— Begin —

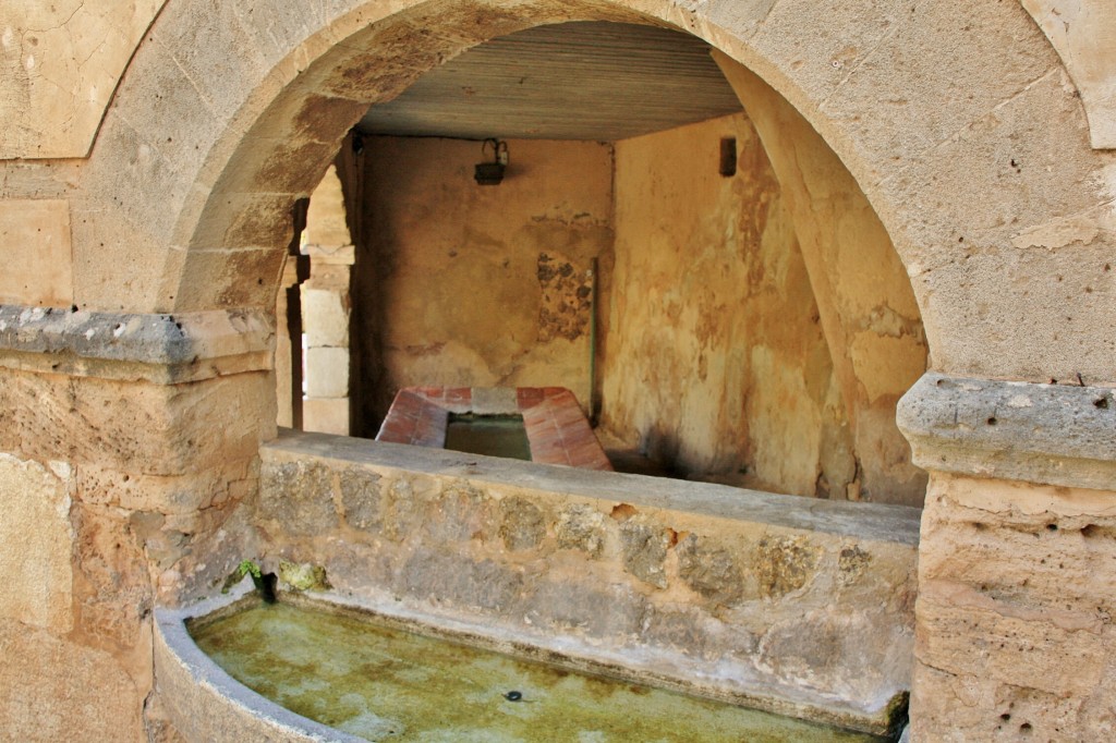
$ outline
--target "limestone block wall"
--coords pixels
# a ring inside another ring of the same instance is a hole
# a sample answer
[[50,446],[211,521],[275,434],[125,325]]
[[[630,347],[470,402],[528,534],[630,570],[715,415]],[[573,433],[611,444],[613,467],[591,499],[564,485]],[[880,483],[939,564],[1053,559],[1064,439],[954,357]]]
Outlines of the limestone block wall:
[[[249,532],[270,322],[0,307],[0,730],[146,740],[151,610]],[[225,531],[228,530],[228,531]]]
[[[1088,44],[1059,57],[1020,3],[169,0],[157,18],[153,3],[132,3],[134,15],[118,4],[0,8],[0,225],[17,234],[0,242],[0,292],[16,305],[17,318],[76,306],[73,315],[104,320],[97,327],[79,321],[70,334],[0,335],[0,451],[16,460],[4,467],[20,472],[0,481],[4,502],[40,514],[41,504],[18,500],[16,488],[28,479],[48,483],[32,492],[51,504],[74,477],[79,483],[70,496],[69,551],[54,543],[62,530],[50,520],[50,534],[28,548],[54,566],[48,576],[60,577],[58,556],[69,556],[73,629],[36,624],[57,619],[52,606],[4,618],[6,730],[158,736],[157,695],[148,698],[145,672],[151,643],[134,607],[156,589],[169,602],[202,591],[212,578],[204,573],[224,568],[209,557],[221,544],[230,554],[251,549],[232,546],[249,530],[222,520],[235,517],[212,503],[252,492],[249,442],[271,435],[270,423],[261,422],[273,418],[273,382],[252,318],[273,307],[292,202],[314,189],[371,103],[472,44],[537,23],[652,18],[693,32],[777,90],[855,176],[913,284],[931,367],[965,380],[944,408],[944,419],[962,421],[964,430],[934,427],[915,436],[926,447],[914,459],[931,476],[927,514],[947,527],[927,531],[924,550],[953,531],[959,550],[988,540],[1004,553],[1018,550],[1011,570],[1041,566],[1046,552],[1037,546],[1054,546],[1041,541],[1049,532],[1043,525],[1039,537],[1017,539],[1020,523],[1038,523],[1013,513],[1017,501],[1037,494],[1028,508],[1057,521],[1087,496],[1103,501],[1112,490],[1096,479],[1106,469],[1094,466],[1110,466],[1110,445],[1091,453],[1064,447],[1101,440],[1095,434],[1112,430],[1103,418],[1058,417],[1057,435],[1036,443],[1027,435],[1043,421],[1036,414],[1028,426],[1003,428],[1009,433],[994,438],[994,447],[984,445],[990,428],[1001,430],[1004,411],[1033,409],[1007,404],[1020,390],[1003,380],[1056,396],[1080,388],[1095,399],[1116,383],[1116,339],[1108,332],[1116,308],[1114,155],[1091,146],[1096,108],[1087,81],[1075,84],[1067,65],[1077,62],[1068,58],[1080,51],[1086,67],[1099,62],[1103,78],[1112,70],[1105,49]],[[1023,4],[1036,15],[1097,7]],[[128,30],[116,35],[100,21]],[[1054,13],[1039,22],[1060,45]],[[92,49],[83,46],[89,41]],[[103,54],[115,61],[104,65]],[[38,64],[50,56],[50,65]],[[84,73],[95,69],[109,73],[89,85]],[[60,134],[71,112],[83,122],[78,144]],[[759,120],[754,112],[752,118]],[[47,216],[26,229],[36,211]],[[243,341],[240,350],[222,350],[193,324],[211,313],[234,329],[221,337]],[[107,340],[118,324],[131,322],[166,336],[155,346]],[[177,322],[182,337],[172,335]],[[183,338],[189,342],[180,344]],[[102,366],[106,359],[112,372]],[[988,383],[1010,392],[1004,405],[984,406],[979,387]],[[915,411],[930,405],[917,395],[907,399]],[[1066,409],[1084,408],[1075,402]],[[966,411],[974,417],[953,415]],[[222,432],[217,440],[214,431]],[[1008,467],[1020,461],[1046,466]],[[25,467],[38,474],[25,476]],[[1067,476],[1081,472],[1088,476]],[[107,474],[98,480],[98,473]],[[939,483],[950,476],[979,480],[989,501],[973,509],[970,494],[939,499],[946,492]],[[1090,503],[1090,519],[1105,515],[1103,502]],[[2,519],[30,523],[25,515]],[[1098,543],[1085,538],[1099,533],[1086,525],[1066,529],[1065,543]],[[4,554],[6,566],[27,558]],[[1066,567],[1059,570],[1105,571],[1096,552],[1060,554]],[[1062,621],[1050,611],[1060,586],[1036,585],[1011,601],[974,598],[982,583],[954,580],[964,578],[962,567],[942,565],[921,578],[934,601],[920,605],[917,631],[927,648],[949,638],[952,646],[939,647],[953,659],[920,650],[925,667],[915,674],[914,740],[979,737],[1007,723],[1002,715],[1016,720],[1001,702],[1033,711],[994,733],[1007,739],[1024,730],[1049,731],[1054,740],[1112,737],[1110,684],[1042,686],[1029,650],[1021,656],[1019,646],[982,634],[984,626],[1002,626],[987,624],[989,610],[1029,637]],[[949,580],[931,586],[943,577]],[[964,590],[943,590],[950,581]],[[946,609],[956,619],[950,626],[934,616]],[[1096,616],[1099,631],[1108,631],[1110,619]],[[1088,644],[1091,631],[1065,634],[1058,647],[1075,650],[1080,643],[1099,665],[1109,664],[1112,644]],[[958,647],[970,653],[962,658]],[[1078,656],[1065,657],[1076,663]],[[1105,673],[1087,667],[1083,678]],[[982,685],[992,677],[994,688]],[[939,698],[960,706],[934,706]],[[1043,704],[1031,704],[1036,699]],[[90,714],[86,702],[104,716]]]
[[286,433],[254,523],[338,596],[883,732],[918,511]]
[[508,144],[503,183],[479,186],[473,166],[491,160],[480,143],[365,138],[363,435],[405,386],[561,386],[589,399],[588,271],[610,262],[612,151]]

— End —

▶ **TASK DESCRIPTION**: Copy every line of the rows above verbatim, leaving out the pictures.

▶ **RESPONSE TO THIS TASK**:
$ outline
--target "limestone block wall"
--coords pixels
# a ring inside another ring of the same instance is a hole
# a sample answer
[[50,446],[211,521],[275,434],[125,325]]
[[[630,347],[470,402],[528,534],[630,570],[715,415]],[[573,433],[611,444],[613,467],[591,499],[564,485]],[[880,483],[939,564],[1053,559],[1064,439],[954,357]]]
Outlines of the limestone block wall:
[[[249,532],[270,322],[0,307],[0,730],[146,740],[151,610]],[[225,531],[228,530],[228,531]]]
[[[1088,44],[1059,57],[1020,3],[169,0],[157,18],[153,3],[132,3],[134,15],[118,4],[0,8],[0,225],[17,234],[0,242],[0,292],[16,305],[17,318],[76,306],[73,315],[104,320],[97,327],[79,321],[70,334],[0,335],[0,451],[16,460],[4,467],[20,472],[0,481],[4,502],[40,514],[41,504],[18,500],[16,488],[28,479],[48,483],[32,492],[51,504],[74,477],[79,483],[70,496],[69,551],[54,543],[62,530],[50,520],[50,534],[28,548],[54,566],[48,576],[60,577],[58,556],[69,556],[73,629],[36,624],[57,619],[52,606],[4,618],[6,730],[158,736],[157,695],[148,698],[145,672],[151,643],[134,607],[156,589],[169,602],[202,591],[212,578],[204,573],[224,568],[209,557],[221,544],[230,554],[251,549],[232,546],[249,530],[222,520],[235,517],[212,503],[252,492],[249,442],[271,435],[270,423],[261,422],[273,418],[273,382],[252,318],[273,307],[292,202],[314,189],[371,103],[472,44],[537,23],[652,18],[693,32],[777,90],[855,176],[913,284],[931,367],[965,380],[944,408],[944,419],[962,421],[964,430],[934,427],[915,436],[926,447],[914,459],[931,476],[927,514],[947,527],[927,531],[924,550],[953,531],[959,550],[988,540],[1004,553],[1018,550],[1011,570],[1041,566],[1046,552],[1037,546],[1054,546],[1041,541],[1049,532],[1043,525],[1039,537],[1017,539],[1020,523],[1038,523],[1013,513],[1017,501],[1037,494],[1028,508],[1057,521],[1087,496],[1103,501],[1112,490],[1096,479],[1106,469],[1094,466],[1110,466],[1110,445],[1091,453],[1064,447],[1101,440],[1095,434],[1112,430],[1103,418],[1058,417],[1057,435],[1036,443],[1027,435],[1043,421],[1036,414],[1028,426],[1003,428],[1009,433],[994,438],[994,447],[984,445],[990,428],[1001,430],[1004,411],[1033,409],[1007,404],[1020,390],[1003,380],[1056,396],[1080,388],[1095,399],[1116,383],[1116,339],[1108,332],[1116,308],[1114,155],[1091,146],[1096,108],[1087,81],[1075,84],[1067,65],[1077,62],[1068,58],[1080,51],[1086,67],[1099,62],[1103,78],[1112,70],[1105,49]],[[1023,4],[1036,15],[1097,7]],[[128,30],[116,35],[100,21]],[[1054,13],[1039,22],[1060,45]],[[92,49],[83,46],[89,41]],[[103,54],[115,61],[104,65]],[[38,64],[50,56],[50,65]],[[84,73],[95,69],[109,73],[89,85]],[[60,134],[71,112],[83,122],[78,144]],[[759,120],[754,112],[752,118]],[[47,216],[26,229],[36,211]],[[243,341],[240,350],[222,350],[193,324],[211,313],[234,329],[221,337]],[[107,340],[118,324],[131,322],[166,336],[155,346]],[[177,322],[182,337],[172,335]],[[183,338],[189,342],[180,344]],[[102,366],[106,359],[112,372]],[[988,383],[1010,392],[1004,405],[984,406],[979,387]],[[915,411],[930,405],[917,395],[907,399]],[[1066,409],[1084,408],[1075,402]],[[966,411],[974,417],[953,415]],[[222,432],[217,440],[214,431]],[[1008,467],[1020,461],[1046,466]],[[25,467],[38,474],[25,476]],[[1067,476],[1081,472],[1088,476]],[[107,474],[98,480],[98,473]],[[939,483],[950,476],[979,480],[989,501],[973,509],[970,494],[939,499],[946,492]],[[1090,503],[1090,519],[1105,515],[1103,502]],[[2,519],[30,523],[25,515]],[[1098,543],[1085,538],[1099,533],[1086,525],[1066,529],[1065,543]],[[4,554],[6,566],[27,558]],[[1066,567],[1059,570],[1105,571],[1096,552],[1060,554]],[[1062,621],[1050,611],[1060,586],[1036,585],[1011,601],[974,598],[982,583],[954,580],[964,578],[962,567],[942,565],[921,578],[934,601],[920,605],[917,631],[927,648],[949,638],[952,646],[939,647],[953,659],[920,650],[925,667],[915,674],[914,740],[979,737],[1007,723],[1002,715],[1016,720],[1001,702],[1033,711],[994,733],[1007,739],[1024,730],[1049,731],[1054,740],[1112,737],[1110,684],[1042,686],[1029,650],[1021,656],[1019,646],[982,634],[984,626],[1002,626],[987,624],[989,610],[1029,637]],[[949,580],[931,586],[943,577]],[[964,590],[943,590],[950,581]],[[946,609],[956,619],[950,626],[934,616]],[[1096,616],[1099,631],[1108,631],[1110,619]],[[1088,644],[1091,631],[1065,634],[1058,647],[1075,650],[1080,643],[1099,665],[1109,664],[1112,644]],[[958,647],[970,653],[962,658]],[[1078,656],[1065,657],[1076,663]],[[1105,673],[1087,667],[1083,678]],[[982,685],[992,677],[994,688]],[[939,698],[960,706],[934,706]],[[1043,704],[1031,704],[1036,699]],[[90,714],[86,702],[104,716]]]
[[286,433],[254,523],[338,596],[883,732],[918,511]]
[[508,144],[503,183],[479,186],[473,166],[491,160],[480,143],[365,138],[363,435],[405,386],[561,386],[589,399],[588,271],[610,262],[612,151]]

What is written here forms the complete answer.